• _Goal of the exercise_:
Convert the items from the line containing "Trace the outline of every instance of the black leather seat" through the line containing "M266 179L268 161L262", both included, into a two-column CSV with the headers instruction and response. Give one row per item and quote each field, with line breaks replaced by spaces.

• _Information provided_:
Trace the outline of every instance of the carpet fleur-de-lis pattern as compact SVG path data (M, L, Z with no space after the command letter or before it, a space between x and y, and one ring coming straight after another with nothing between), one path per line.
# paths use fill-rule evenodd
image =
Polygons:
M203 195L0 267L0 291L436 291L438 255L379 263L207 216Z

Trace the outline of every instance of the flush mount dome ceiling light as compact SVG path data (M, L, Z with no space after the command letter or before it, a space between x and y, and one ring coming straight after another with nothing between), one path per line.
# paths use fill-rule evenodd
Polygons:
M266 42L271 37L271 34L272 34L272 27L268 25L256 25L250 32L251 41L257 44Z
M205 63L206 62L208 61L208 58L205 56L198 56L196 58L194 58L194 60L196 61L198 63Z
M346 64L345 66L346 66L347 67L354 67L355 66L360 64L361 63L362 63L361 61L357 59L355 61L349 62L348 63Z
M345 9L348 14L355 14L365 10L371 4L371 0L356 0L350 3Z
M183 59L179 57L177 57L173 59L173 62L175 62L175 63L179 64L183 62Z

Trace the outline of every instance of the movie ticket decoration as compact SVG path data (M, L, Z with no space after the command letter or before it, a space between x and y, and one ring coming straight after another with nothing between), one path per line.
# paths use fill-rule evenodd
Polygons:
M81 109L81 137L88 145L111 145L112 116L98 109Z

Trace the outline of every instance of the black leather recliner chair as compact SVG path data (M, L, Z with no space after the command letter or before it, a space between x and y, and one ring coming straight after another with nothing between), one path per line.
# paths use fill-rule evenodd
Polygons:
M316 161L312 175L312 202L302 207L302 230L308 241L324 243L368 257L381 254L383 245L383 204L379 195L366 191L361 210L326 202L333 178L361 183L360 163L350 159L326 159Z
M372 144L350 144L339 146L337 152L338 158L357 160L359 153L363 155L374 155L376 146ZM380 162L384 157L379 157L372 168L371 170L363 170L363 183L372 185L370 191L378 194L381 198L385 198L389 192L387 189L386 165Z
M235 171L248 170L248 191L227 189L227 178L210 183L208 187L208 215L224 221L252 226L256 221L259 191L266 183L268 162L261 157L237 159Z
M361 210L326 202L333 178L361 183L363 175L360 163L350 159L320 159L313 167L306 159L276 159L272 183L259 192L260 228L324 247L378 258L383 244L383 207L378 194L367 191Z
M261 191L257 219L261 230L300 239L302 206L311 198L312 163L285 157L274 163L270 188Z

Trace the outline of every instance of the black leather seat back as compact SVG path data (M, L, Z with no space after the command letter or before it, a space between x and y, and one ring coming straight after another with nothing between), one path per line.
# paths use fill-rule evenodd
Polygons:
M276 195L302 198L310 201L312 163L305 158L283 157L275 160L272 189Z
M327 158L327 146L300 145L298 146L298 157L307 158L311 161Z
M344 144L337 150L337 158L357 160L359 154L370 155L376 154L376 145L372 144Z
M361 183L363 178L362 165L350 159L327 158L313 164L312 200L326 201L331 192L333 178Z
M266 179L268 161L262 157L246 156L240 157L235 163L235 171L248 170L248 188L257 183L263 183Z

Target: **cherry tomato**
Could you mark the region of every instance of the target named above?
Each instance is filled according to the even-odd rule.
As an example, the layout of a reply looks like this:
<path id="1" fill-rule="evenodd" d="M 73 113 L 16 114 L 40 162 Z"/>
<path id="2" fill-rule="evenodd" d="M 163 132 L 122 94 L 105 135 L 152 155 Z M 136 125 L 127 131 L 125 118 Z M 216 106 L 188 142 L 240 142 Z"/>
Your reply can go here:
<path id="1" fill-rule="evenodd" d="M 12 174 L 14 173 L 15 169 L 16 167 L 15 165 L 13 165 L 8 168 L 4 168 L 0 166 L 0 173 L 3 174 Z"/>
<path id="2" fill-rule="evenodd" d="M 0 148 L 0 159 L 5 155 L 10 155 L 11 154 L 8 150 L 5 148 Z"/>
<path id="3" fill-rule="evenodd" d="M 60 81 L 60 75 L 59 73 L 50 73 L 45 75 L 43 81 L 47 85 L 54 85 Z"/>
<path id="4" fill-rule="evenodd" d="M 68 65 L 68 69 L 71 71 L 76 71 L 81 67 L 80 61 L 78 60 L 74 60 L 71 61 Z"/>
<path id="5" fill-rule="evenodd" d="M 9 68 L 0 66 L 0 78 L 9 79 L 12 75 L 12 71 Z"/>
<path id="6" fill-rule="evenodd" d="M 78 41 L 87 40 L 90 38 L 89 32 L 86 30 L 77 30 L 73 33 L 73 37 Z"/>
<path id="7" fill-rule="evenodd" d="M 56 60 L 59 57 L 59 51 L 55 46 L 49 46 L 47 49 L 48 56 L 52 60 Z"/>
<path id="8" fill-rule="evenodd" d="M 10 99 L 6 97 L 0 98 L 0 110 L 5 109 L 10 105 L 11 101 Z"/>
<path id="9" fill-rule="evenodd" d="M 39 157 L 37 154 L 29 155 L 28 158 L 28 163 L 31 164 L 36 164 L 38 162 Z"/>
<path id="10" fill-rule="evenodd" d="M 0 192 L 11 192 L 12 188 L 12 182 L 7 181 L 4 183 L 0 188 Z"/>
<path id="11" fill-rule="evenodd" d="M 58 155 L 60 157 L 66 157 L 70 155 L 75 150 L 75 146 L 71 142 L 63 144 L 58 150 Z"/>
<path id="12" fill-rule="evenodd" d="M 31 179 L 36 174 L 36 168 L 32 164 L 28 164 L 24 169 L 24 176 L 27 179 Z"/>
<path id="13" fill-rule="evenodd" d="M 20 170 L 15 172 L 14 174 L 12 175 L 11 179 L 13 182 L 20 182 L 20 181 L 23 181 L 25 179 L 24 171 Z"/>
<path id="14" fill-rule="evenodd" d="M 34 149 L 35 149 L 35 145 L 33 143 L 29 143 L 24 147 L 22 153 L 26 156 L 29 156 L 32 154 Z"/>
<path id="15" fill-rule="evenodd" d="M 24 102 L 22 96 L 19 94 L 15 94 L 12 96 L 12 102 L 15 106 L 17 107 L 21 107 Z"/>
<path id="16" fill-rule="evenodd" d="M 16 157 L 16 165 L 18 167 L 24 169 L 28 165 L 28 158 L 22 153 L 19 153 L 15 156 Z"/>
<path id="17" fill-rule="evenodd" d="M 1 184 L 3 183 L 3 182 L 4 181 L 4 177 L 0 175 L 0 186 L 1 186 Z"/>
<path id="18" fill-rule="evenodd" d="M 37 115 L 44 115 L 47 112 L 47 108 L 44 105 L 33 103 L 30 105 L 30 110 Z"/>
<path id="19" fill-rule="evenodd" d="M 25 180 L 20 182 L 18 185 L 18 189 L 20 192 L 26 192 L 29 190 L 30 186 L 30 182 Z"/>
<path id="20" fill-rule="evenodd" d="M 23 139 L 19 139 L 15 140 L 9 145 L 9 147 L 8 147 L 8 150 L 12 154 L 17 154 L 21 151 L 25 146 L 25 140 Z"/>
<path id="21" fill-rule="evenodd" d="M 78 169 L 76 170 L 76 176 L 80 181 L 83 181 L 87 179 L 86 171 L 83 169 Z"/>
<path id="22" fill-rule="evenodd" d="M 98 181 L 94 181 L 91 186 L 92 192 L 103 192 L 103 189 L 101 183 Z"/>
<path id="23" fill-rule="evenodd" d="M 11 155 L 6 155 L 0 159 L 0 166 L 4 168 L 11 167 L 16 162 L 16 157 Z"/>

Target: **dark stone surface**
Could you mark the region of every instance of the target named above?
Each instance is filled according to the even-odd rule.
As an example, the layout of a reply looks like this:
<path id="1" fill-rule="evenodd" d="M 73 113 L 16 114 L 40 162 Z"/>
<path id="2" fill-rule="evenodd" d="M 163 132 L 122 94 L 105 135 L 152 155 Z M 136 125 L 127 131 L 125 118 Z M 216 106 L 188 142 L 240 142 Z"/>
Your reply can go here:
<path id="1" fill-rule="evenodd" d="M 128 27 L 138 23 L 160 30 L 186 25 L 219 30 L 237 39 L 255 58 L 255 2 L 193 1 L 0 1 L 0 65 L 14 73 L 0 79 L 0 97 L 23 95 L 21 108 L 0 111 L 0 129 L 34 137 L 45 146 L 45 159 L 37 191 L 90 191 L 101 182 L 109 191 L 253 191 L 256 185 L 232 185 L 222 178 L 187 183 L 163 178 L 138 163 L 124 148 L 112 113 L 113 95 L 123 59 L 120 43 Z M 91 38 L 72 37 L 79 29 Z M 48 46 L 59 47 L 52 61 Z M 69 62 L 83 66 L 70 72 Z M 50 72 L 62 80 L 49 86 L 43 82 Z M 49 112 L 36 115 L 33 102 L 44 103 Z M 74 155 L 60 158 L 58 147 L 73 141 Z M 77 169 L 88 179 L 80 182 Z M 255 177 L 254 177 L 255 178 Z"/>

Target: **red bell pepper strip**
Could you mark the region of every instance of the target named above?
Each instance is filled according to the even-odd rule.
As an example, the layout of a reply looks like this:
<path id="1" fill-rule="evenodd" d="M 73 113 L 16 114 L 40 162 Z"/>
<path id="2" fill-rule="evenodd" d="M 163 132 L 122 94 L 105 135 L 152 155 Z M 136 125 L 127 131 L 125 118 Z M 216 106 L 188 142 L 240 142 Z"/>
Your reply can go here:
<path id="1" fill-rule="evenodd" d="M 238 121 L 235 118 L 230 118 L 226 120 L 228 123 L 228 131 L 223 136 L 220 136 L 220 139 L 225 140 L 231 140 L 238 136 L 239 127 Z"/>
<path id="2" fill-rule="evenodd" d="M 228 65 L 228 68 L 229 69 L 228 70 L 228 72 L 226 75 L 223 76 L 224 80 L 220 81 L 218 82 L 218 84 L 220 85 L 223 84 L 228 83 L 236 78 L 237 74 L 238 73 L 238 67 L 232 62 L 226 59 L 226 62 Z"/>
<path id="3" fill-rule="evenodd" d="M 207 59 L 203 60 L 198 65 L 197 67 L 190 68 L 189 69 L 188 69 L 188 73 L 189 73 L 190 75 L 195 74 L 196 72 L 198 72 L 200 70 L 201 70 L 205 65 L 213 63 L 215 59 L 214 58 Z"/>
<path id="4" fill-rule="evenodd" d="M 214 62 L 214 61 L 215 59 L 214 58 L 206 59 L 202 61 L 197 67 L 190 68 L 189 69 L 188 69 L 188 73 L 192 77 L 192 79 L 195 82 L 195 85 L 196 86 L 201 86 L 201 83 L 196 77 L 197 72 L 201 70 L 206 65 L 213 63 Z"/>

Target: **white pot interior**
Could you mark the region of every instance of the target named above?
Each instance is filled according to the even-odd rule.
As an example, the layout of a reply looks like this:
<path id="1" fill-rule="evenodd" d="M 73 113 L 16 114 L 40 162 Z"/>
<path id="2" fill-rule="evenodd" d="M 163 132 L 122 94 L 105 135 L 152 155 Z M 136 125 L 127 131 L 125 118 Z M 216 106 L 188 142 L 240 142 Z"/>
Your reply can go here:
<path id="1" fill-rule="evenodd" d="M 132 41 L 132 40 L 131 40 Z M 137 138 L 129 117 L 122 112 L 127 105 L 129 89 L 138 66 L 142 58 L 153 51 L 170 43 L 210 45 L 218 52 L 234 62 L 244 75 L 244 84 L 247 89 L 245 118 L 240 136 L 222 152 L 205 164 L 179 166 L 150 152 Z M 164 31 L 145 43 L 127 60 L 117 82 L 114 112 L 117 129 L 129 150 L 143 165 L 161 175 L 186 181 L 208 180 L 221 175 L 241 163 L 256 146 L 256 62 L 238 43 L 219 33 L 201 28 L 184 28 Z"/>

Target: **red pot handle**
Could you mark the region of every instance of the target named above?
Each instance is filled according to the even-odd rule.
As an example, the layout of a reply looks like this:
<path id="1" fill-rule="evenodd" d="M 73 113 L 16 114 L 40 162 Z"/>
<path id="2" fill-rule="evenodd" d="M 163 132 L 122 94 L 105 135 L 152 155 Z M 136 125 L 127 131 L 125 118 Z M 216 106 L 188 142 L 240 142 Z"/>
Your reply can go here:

• _Task output_:
instruction,response
"Trace the outline of every instance of the black leather seat back as compact SVG path data (M, L, Z with no space after the command letter or before it, a space between x and y, and one ring coming straight after another with nothing between), one path per line. # paths use fill-rule evenodd Polygons:","M276 195L302 198L310 201L312 163L305 158L283 157L275 160L272 189Z M327 158L327 146L300 145L298 146L298 157L307 158L311 161Z M344 144L337 150L337 158L357 160L359 154L370 155L376 154L376 145L372 144Z M361 183L363 178L362 165L350 159L327 158L313 164L312 200L326 201L331 192L333 178Z M266 179L268 161L262 157L246 156L240 157L235 163L235 171L248 170L248 188L257 183L263 183Z"